##### TEXTO PARA LEITURA

Mato Grosso do Sul possui uma central que é responsável por gerenciar as atividades relacionadas à doação e transplantes. A coordenadora da Central Estadual de Transplantes de Mato Grosso do Sul (CET-MS), Claire Miozzo explica que a Central é a única responsável pelo processo no estado. “Nós pertencemos ao organograma da Secretaria do Estado de Saúde e somos responsáveis por coordenar todas as atividades de transplante no âmbito estadual. Se acontecer uma doação, por exemplo, em Três Lagoas, Dourados, Ponta Porã, Corumbá, tudo é gerenciado por nós aqui em Campo Grande”. A CET-MS é quem gerencia a fila de espera estadual. Claire Miozzo afirma que, para os profissionais da área, a negativa familiar é frustrante e impacta diretamente na fila de espera.

No Brasil, cada estado possui uma central estadual de transplantes que atua junto à Central Nacional de Transplantes (CNT). A Central é responsável por gerenciar a lista nacional de distribuição e organizar a logística de encaminhamento de órgãos de acordo com a necessidade de cada estado.

##########
##### DADOS FORNECIDOS

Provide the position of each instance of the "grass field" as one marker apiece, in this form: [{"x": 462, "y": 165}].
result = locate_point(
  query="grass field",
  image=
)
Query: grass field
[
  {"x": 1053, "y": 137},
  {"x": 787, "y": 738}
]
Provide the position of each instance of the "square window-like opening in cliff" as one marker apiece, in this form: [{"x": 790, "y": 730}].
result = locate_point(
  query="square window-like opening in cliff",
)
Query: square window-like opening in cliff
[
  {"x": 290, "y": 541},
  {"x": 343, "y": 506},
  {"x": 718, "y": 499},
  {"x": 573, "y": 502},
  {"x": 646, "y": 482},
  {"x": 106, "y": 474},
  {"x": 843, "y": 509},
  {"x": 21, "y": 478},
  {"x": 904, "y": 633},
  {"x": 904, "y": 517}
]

##########

TAREFAS PROPOSTAS |
1 - Responda às perguntas com base no texto sobre a central de transplantes de Mato Grosso do Sul.
(a) Quem é a coordenadora da CET-MS?
(b) A qual secretaria a CET-MS pertence no organograma?
(c) Junto a qual órgão nacional atuam as centrais estaduais de transplantes?
2 - Indique se cada afirmação está de acordo com o texto sobre a central de transplantes de Mato Grosso do Sul, respondendo sim ou não e citando o trecho que decide a questão.
(a) A CET-MS gerencia a fila de espera estadual.
(b) Uma doação ocorrida em Dourados é gerenciada pela própria cidade de Dourados.
(c) A Central Nacional de Transplantes organiza a logística de encaminhamento de órgãos conforme a necessidade de cada estado.
3 - Prossiga com o texto sobre a central de transplantes de Mato Grosso do Sul a partir da última frase apresentada.

RESPOSTAS DOS EXERCÍCIOS |
1 -
(a) Claire Miozzo.
(b) À Secretaria do Estado de Saúde.
(c) À Central Nacional de Transplantes (CNT).

2 -
(a) Sim: "A CET-MS é quem gerencia a fila de espera estadual."
(b) Não: "tudo é gerenciado por nós aqui em Campo Grande"
(c) Sim: "organizar a logística de encaminhamento de órgãos de acordo com a necessidade de cada estado"

3 -
O Ministério da Saúde divulgou, em setembro de 2017, estatísticas de transplantes no Brasil. As córneas lideraram a lista de transplantes de órgãos, com 7.865 cirurgias e fígado e rim que ficaram empatados com 2.928 cirurgias. O procedimento de transplante de coração é um dos mais arriscados e com o menor número de cirurgias registradas.

  Rodrigues fez transplante de coração há dois anos
  (Foto: Gabriela Santos)

Segundo informações sobre doações e transplantes do Ministério da Saúde, o Sistema Único de Saúde (SUS) é responsável por cerca de 87% de transplantes com recursos públicos. O analista de sistemas aposentado, Washington Rodrigues é receptor de um coração e, segundo ele, todo o processo do transplante foi feito pelo sistema público de saúde. "No meu caso, eu peguei um programa em que eu era atendido por dois, três ou quatro médicos residentes por dia. O Einstein tem uma faculdade de medicina que trabalha com pesquisas para melhorar o processo de transplantes".

Segundo Rodrigues, o sistema de transplantes do Brasil é dividido em etapas e dentro delas há falhas que podem custar a vida do paciente. Para o aposentado, uma das maiores falhas é a falta de preparação de profissionais. "Muitas vezes você tem um doador, tem autorização, mas não tem um médico para tirar o coração. Porque um processo tão complexo quanto colocar o coração, é tirar o coração".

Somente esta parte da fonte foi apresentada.